Assignment: Print word for word whatever lies between the first line of the material and the line holding "Point to the zebra ear, marking", both included, and omit all pictures.

Source records:
....
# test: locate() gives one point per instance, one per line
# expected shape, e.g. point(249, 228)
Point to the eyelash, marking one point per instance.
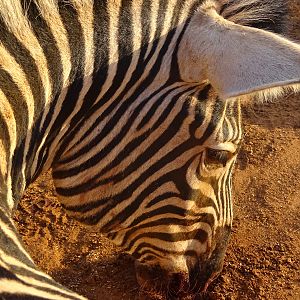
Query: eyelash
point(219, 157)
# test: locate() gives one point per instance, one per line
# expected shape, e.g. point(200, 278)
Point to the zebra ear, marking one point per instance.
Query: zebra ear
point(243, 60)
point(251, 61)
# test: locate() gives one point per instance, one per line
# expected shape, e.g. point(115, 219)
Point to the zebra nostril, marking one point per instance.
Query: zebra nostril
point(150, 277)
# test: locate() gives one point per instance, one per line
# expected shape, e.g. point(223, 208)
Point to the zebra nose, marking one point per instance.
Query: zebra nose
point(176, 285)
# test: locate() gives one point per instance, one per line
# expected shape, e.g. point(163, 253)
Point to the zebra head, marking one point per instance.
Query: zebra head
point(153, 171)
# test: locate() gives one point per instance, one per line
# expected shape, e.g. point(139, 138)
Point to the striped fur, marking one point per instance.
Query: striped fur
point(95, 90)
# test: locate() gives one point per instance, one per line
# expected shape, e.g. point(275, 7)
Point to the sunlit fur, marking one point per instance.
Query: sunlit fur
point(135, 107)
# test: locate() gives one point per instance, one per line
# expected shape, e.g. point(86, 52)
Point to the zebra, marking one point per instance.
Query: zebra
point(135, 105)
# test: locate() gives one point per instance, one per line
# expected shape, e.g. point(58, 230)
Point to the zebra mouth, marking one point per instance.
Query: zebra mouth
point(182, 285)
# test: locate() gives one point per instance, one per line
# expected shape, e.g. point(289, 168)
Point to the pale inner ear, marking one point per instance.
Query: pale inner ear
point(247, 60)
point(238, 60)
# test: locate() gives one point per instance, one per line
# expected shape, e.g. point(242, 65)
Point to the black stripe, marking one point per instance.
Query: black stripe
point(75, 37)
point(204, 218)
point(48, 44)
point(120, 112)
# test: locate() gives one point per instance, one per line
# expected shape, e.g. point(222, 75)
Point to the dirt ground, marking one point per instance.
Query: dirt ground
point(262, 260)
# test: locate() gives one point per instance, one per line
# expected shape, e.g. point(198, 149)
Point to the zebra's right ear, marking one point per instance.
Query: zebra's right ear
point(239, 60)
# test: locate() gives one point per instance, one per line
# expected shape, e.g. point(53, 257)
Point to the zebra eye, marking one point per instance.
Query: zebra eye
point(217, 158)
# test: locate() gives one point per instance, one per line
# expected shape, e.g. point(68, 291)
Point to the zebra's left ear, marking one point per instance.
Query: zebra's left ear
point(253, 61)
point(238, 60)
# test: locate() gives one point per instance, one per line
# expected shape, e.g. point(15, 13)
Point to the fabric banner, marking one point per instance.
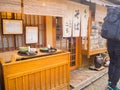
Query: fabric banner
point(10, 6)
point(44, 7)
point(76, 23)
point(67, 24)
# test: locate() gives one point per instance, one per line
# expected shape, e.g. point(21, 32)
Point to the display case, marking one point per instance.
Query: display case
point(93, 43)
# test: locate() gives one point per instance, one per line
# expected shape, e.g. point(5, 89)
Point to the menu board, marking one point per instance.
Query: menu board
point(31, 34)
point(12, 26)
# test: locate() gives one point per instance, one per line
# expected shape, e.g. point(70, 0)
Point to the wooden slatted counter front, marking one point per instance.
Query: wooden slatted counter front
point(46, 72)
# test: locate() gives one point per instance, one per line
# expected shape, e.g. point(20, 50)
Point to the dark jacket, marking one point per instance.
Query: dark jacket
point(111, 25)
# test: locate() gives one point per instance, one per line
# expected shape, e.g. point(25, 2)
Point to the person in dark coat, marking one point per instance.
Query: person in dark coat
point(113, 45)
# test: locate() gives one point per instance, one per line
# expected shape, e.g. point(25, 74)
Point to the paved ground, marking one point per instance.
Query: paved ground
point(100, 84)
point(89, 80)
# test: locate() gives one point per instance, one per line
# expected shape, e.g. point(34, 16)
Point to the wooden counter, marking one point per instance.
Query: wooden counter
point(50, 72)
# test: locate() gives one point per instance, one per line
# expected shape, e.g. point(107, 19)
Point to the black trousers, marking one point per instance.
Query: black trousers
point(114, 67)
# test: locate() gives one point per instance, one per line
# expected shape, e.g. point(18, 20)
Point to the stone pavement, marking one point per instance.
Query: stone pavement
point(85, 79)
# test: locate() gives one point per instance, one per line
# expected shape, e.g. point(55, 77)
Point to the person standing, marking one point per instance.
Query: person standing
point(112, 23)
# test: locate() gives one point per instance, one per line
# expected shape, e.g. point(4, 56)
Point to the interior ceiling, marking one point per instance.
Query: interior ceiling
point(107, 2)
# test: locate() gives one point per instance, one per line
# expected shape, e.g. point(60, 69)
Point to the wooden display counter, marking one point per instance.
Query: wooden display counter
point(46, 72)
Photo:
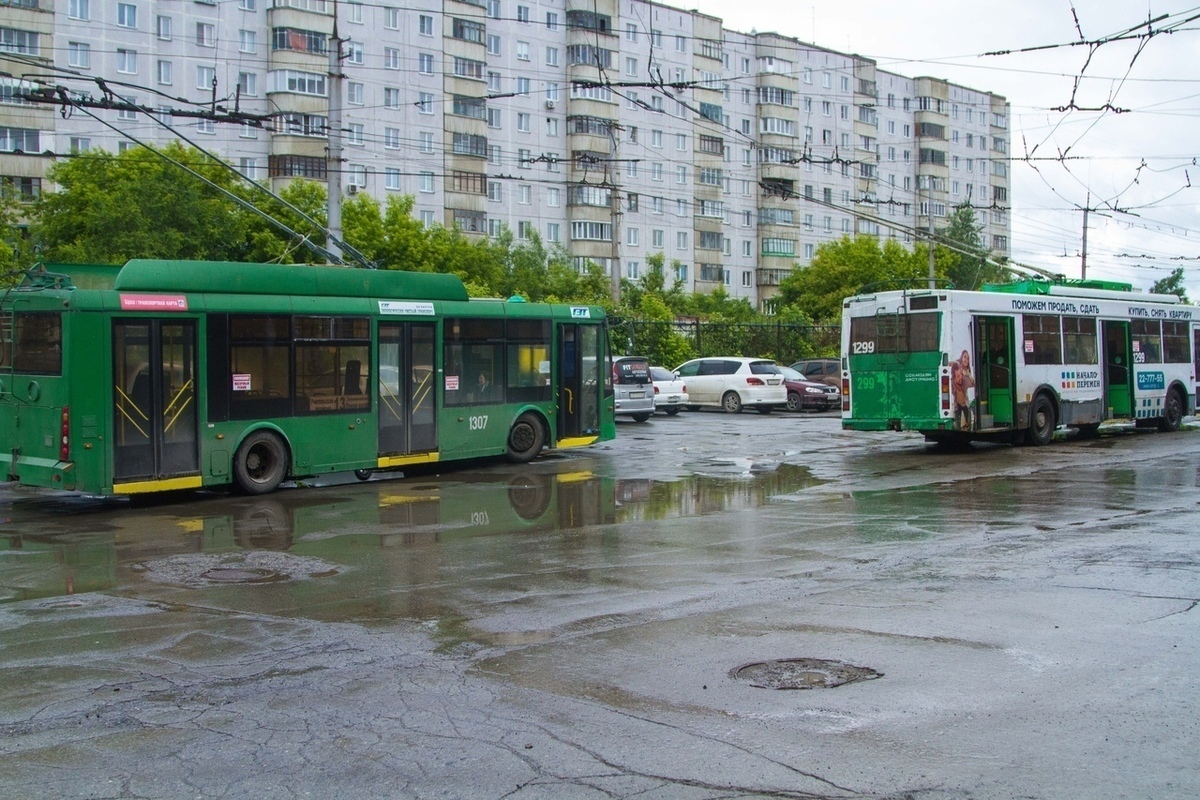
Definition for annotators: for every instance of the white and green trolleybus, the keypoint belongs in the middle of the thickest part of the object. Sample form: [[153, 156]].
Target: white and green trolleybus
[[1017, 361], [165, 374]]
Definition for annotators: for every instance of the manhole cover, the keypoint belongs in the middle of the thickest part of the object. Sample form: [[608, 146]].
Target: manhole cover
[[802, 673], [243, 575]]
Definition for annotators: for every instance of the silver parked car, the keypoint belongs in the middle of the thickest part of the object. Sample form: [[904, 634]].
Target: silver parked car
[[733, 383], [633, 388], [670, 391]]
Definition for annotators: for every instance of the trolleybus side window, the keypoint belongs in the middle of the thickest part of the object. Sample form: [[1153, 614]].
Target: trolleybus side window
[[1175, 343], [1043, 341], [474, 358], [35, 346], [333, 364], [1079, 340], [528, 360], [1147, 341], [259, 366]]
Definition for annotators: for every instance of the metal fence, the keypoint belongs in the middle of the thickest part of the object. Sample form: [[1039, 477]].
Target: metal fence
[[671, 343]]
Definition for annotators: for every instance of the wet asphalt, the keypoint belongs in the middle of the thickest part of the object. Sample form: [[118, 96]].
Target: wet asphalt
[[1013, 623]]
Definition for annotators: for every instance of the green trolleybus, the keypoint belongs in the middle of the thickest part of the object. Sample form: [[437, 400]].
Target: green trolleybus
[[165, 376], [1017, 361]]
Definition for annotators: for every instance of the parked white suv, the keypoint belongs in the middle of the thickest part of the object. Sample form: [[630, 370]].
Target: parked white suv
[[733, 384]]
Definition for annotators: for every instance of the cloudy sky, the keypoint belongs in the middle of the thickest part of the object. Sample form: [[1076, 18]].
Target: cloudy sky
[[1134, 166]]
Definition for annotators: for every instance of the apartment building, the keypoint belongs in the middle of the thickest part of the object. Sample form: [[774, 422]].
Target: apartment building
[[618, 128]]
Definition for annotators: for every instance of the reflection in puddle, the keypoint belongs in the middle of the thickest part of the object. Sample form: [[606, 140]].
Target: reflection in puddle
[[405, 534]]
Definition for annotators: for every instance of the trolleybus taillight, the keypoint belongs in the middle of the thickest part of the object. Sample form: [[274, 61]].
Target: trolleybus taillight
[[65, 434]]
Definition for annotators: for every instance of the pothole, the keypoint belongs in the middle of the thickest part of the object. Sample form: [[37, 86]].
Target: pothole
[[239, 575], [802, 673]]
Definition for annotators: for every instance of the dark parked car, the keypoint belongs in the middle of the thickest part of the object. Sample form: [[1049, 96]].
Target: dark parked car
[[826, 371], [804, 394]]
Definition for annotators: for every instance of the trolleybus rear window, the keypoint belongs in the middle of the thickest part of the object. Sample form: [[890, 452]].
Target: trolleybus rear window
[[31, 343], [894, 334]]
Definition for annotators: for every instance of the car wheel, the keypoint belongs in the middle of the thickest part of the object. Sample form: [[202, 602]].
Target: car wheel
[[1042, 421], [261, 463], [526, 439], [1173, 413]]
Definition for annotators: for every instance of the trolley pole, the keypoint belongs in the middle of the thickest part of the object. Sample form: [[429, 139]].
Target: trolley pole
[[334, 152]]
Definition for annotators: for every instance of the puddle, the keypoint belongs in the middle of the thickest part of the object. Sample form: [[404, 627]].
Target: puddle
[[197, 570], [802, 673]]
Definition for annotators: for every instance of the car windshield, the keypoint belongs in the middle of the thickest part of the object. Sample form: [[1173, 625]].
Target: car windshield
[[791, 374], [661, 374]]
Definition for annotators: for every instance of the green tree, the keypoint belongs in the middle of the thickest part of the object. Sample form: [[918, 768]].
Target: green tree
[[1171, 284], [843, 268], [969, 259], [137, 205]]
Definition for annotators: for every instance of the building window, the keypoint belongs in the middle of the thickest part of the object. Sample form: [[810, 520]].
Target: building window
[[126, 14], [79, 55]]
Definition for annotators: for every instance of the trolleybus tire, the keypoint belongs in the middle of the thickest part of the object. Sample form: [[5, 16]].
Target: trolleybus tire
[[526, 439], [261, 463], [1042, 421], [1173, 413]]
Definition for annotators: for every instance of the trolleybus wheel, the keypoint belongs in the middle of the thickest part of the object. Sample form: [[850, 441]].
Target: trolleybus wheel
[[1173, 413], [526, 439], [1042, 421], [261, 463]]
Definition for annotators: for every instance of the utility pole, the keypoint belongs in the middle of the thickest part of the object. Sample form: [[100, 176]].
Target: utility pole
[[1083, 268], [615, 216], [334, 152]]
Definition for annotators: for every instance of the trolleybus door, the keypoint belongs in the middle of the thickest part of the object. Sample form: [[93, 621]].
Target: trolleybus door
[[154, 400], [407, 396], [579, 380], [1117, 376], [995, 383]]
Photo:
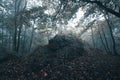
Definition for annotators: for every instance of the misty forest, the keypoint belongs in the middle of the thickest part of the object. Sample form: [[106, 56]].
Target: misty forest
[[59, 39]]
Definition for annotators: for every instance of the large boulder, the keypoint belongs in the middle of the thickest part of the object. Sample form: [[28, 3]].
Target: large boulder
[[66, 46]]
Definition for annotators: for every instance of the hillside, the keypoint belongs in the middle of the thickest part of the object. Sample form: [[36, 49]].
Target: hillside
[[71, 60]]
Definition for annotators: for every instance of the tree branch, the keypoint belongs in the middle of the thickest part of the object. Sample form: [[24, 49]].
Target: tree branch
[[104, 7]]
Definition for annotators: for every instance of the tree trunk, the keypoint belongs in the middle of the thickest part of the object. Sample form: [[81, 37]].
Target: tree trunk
....
Task answer:
# test: locate() gives one point per instance, one per line
# expected shape, e.g. point(249, 228)
Point to the eyelash, marking one point per instance.
Query: eyelash
point(219, 157)
# test: locate() gives one point per instance, one per line
# expected shape, e.g. point(200, 278)
Point to the zebra ear, marking one point per instance.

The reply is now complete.